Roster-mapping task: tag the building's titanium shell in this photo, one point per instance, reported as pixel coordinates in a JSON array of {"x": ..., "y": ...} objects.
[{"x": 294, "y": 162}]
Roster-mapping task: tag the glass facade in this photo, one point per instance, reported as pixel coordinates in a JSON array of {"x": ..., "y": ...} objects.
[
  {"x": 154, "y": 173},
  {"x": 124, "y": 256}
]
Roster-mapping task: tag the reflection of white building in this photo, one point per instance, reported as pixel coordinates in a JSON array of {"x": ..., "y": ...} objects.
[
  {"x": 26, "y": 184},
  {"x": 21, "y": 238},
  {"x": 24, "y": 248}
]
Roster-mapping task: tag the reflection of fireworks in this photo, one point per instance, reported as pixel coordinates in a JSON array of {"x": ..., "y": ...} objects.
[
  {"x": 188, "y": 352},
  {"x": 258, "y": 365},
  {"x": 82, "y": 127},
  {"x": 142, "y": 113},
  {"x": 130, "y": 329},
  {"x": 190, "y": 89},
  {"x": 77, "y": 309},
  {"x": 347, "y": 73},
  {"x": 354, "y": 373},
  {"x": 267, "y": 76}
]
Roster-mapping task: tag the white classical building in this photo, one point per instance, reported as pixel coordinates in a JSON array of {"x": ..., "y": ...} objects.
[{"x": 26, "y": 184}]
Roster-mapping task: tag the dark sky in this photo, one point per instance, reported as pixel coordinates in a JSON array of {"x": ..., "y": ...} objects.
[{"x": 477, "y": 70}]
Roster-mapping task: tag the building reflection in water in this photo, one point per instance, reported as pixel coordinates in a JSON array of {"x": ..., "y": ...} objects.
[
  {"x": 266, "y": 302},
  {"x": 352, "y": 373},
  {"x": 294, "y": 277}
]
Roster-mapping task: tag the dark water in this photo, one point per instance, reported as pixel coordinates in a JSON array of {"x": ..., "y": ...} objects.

══════════════════════════════

— Request —
Reproduce all of the material above word for word, line by line.

— Correct answer —
Roster-mapping task: tag the building's titanium shell in this photo, one point per instance, reported as pixel coordinates in a JSON array of {"x": ..., "y": ...} objects.
[{"x": 294, "y": 162}]
Roster-mapping task: tag the glass facade in this photo, one point per instance, reported as pixel coordinates in a JSON array of {"x": ..., "y": ...} objects.
[
  {"x": 154, "y": 173},
  {"x": 124, "y": 256}
]
Roster-mapping task: tag the reflection of white building in this photo, one point per instance, reported as pixel coordinates in a JSON array of {"x": ..., "y": ...} objects.
[
  {"x": 26, "y": 184},
  {"x": 21, "y": 238},
  {"x": 24, "y": 248}
]
Roster-mapping task: tag the reflection of fireworks in this photo, one point per instance, reported as pixel coordinates in a JSON array of {"x": ..., "y": ...} objects.
[
  {"x": 188, "y": 352},
  {"x": 258, "y": 365},
  {"x": 82, "y": 127},
  {"x": 142, "y": 113},
  {"x": 130, "y": 329},
  {"x": 190, "y": 89},
  {"x": 77, "y": 309},
  {"x": 347, "y": 73},
  {"x": 354, "y": 373},
  {"x": 267, "y": 76}
]
Roster-mapping task: tag the white classical building in this photo, one point per instance, reported as pixel coordinates in a JSON array of {"x": ..., "y": ...} objects.
[{"x": 26, "y": 184}]
Roster-mapping task: tag the dark sky in this photo, one point per instance, reported as pixel coordinates in a JSON array of {"x": ..., "y": ...} objects.
[{"x": 477, "y": 70}]
Roster-mapping task: tag the building reflection in water in this photo, one point per instance, reported as pixel coordinates in a JSON array of {"x": ..., "y": ...} objects.
[
  {"x": 266, "y": 302},
  {"x": 352, "y": 373},
  {"x": 294, "y": 277}
]
Roster-mapping task: tag the dark water in this photo, one point per instance, reported as pixel coordinates in a JSON array of {"x": ..., "y": ...} objects.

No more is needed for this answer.